* TASK OBJECTIVE *
Look through the data that follows and say how many of its lines contain "woman", giving the number only.

Stored data entries:
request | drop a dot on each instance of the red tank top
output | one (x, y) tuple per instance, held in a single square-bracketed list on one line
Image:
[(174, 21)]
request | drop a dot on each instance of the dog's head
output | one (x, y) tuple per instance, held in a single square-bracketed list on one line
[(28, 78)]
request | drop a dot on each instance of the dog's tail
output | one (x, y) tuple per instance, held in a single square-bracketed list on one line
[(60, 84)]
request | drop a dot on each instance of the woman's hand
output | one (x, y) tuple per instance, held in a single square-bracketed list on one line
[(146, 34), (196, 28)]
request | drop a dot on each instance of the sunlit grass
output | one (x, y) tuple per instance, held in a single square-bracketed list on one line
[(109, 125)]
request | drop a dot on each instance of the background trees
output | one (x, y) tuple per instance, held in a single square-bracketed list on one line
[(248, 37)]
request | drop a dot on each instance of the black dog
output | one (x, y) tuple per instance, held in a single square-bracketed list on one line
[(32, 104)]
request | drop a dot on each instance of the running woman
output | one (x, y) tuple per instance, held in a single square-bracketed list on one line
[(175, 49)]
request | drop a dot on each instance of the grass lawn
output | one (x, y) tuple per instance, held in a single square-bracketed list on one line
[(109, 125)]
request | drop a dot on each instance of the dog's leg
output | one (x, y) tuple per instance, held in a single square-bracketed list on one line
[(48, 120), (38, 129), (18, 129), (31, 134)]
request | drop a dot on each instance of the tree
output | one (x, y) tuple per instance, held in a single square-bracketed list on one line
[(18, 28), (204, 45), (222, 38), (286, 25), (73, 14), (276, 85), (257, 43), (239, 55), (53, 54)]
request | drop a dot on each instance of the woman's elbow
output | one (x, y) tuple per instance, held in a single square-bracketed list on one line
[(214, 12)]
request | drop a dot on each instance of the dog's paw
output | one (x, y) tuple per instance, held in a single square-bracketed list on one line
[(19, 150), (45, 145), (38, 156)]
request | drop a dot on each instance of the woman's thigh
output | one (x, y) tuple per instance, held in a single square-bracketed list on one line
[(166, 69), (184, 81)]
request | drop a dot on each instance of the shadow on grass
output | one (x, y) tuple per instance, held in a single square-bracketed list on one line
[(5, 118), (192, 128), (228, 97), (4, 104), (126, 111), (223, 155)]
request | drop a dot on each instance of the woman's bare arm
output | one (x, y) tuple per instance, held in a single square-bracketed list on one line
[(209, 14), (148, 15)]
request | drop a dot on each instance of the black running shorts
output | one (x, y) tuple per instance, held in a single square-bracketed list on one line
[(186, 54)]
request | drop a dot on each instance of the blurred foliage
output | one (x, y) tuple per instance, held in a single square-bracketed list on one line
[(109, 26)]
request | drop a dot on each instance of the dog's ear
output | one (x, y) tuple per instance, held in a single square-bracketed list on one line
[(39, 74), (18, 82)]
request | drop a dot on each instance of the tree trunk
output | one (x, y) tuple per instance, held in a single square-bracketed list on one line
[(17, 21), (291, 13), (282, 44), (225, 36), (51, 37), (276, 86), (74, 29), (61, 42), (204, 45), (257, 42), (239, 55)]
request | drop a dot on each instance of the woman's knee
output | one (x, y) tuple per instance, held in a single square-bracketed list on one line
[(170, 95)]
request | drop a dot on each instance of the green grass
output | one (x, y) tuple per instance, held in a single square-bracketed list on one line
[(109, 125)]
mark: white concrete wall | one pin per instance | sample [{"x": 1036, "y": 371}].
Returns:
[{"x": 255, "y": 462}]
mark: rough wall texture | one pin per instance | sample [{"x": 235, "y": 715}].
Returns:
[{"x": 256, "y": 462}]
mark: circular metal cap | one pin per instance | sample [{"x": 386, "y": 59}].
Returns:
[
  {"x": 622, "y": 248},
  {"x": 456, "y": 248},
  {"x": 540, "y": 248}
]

* ANSWER SPACE *
6